-- Start Given information --
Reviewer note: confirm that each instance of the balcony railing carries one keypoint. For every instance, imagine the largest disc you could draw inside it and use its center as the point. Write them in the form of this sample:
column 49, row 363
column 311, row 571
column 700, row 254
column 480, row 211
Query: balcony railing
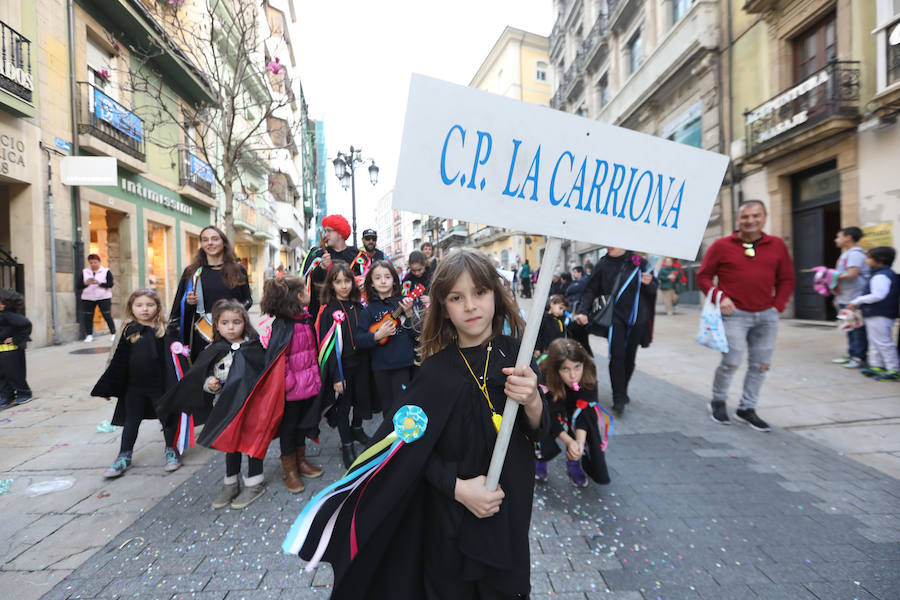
column 195, row 173
column 104, row 118
column 15, row 59
column 829, row 92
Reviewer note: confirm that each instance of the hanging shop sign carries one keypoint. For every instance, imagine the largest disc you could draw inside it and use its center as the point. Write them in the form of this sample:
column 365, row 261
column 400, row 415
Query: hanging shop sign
column 483, row 158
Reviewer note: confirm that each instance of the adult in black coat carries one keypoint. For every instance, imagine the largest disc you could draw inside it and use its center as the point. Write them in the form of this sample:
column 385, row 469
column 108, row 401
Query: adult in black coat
column 213, row 275
column 622, row 275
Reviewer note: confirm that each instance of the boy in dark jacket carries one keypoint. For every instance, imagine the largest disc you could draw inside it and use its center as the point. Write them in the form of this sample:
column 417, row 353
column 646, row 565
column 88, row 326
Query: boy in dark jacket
column 15, row 331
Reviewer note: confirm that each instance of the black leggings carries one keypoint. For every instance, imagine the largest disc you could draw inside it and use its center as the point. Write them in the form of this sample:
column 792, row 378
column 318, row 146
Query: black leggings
column 622, row 354
column 345, row 402
column 289, row 437
column 233, row 465
column 136, row 401
column 388, row 385
column 89, row 307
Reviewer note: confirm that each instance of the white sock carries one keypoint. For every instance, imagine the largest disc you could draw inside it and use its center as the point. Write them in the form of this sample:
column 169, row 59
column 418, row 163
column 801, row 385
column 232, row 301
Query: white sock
column 255, row 480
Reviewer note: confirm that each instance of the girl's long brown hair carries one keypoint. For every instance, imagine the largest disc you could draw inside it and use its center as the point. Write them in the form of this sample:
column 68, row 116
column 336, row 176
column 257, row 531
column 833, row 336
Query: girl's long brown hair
column 281, row 297
column 231, row 270
column 159, row 321
column 232, row 306
column 561, row 350
column 339, row 267
column 371, row 294
column 438, row 330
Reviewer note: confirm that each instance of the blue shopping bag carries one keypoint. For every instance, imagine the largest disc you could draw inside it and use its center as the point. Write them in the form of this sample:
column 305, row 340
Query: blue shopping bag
column 711, row 332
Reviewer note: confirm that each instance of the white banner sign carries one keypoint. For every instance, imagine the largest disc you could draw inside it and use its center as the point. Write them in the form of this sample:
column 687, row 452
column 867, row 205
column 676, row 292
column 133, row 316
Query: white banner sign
column 88, row 170
column 483, row 158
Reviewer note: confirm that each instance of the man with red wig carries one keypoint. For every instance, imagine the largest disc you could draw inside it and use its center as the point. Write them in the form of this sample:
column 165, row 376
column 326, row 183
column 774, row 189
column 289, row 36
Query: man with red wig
column 332, row 247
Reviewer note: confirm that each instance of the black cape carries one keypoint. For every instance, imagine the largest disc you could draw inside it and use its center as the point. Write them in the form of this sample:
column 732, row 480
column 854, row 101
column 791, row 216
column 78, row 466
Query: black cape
column 594, row 459
column 401, row 506
column 188, row 395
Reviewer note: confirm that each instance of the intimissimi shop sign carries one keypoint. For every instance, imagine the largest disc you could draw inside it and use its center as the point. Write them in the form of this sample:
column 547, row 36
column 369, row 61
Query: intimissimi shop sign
column 135, row 187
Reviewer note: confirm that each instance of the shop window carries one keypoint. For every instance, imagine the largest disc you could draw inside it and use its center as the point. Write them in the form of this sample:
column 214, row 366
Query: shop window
column 679, row 9
column 602, row 93
column 157, row 260
column 634, row 52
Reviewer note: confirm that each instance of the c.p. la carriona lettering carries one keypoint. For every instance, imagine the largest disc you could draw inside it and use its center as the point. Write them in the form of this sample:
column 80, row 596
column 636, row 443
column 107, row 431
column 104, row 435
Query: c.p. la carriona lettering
column 581, row 183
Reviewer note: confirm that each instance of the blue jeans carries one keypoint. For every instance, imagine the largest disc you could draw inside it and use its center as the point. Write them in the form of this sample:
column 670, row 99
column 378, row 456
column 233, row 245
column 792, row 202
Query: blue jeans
column 753, row 332
column 857, row 341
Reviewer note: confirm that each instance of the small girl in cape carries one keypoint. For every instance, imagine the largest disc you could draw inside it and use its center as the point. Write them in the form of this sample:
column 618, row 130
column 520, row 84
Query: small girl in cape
column 575, row 414
column 413, row 518
column 136, row 377
column 339, row 357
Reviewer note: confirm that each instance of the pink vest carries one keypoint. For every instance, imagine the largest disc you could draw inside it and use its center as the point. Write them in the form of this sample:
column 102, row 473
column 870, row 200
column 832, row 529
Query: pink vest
column 301, row 373
column 94, row 291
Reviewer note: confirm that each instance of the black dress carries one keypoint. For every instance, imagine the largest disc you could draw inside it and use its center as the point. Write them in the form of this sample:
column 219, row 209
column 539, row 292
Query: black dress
column 183, row 315
column 407, row 524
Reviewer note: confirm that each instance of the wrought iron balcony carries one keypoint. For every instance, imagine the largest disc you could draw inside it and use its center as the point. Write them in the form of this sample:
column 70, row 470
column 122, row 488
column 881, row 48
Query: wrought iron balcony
column 829, row 92
column 107, row 120
column 15, row 63
column 194, row 172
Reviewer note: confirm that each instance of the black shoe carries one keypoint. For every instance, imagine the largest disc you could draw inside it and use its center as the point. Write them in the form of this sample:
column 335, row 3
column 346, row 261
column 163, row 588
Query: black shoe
column 718, row 413
column 749, row 417
column 348, row 454
column 360, row 436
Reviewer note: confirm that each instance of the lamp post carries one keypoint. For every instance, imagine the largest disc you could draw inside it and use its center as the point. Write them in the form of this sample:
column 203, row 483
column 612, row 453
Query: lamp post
column 345, row 170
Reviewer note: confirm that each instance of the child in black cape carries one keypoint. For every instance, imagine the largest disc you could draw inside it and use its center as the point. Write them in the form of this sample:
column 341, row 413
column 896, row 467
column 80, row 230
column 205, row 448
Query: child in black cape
column 339, row 357
column 576, row 418
column 137, row 376
column 393, row 363
column 15, row 332
column 553, row 324
column 218, row 384
column 413, row 518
-- End Given information --
- [Task to complete] Reproduce, word for word, the lines from the one containing "Reviewer note: confirm that each instance of the shop" through the one containing "column 634, row 52", both included.

- [Answer to this problem]
Reviewer note: confirm that each instance of the shop window carries one keypoint. For every instance, imagine the largest disc you could draw inside it and use its center as the point. Write them in the form of this sample:
column 214, row 366
Query: shop window
column 679, row 9
column 602, row 93
column 157, row 260
column 634, row 52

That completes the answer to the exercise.